Il Joker di Joaquin Phoenix è il migliore? | Training montage
La discussione a cena con gli amici sul film del momento è un po’ il climax della vostra settimana, ammettetelo. Bisogna arrivare al sabato sera con una solida preparazione atletica, pronti a schivare frasi fatte e a piazzare al momento appropriato l’aneddoto decisivo sul mento del vostro avversario. L’idea di Training montage è proprio questa, consigliarvi i film giusti e le letture opportune per stare sempre sul pezzo.
Il training montage è una sequenza in cui, in pochi minuti, con un rapido montaggio di immagini che scorrono mentre in sottofondo si ascolta una bella colonna sonora motivazionale, si sintetizzano mesi e mesi di preparazione del protagonista a un evento che, di solito, rappresenta il climax del film. Non so se è una roba inventata da John G. Avildsen e Sylvester Stallone con Rocky; sta di fatto che la saga del pugile italoamericano ha plasmato a tal punto l’immaginario collettivo che il training montage è diventato elemento standard e tassello fondamentale di ogni film sportivo che si rispetti. Ma non solo, ormai lo si trova un po’ in ogni film che parla di sfide professionali, di caduta e rinascita o, più in generale, che culmina in un confronto tra protagonista e antagonista.
Dal 3 ottobre troverete in sala Joker, di Todd Phillips, e quindi la frase fatta della settimana è: “Quello di Joaquin Phoenix è il miglior Joker della storia del cinema.”
La sentirete e leggerete spesso, un po’ perché la campagna marketing orientata a una possibile candidatura agli Oscar sta spingendo tantissimo la performance di Phoenix, un po’ perché attorno al film ruotano un’attesa spasmodica e una voglia matta di parlarne, specie dopo la vittoria del Leone d’Oro alla 76° Mostra del cinema di Venezia e tutti i discorsi sulla legittimazione intellettuale del cinecomic che ha portato con sé.

» **Dati forniti**

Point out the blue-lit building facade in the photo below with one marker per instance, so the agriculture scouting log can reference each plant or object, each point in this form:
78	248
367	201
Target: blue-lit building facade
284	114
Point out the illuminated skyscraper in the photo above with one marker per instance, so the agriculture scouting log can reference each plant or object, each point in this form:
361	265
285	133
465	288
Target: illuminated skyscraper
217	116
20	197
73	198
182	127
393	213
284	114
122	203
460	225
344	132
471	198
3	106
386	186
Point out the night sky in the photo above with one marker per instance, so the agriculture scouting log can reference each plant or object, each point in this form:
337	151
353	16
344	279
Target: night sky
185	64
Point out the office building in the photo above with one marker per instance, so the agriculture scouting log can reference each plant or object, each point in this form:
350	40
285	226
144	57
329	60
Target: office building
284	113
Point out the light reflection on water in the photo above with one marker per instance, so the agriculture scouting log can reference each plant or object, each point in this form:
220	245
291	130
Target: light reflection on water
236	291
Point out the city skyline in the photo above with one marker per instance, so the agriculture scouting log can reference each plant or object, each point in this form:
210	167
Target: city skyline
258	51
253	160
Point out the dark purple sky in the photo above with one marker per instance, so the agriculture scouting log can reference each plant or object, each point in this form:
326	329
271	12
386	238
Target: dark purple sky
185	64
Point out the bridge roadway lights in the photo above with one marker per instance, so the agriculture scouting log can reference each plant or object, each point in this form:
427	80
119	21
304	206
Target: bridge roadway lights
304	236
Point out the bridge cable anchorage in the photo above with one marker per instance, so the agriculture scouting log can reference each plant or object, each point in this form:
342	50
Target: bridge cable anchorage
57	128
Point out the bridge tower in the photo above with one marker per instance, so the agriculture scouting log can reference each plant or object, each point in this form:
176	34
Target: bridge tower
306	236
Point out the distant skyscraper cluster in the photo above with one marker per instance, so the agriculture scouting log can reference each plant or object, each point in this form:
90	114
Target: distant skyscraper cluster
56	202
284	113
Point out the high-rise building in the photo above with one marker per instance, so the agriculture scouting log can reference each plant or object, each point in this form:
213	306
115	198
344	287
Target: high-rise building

» **Compiti da svolgere**
- A) Rispondi alle seguenti domande basandoti sull'articolo sul Joker.
(i) A quale saga cinematografica l'articolo lega la diffusione del training montage?
(ii) Chi è il regista di Joker?
(iii) Quale premio ha vinto il film e in quale manifestazione?
- B) Prosegui l'articolo sul Joker a partire dall'ultima frase riportata.

» **Soluzioni degli esercizi**
- A)
(i) Alla saga di Rocky.
(ii) Todd Phillips.
(iii) Il Leone d'Oro alla 76° Mostra del cinema di Venezia.

- B)
E non è detto che la frase sia totalmente campata per aria: Joaquin Phoenix è senza dubbio uno dei migliori attori della sua generazione e le prime recensioni celebrano tanto la sua interpretazione, quanto il personaggio immaginato e rielaborato da Todd Phillips. C’è da dire, però, che la concorrenza per lo scettro di “miglior Joker” è abbastanza agguerrita, visto che la storia del cinema ci ha regalato già almeno due performance memorabili. Ma arriviamoci per gradi.
Todd Phillips, interrogato sulle sue fonti di ispirazione, ha citato due film che tutti quanti hanno tirato in ballo dopo aver soltanto visto il trailer (ovveroTaxi Driver e Re per una notte di Scorsese) e altri tre film girati a cavallo tra gli anni Settanta e Ottanta: Qualcuno volò sul nido del cuculo di Milos Forman, Serpico di Sidney Lumet e Toro Scatenato.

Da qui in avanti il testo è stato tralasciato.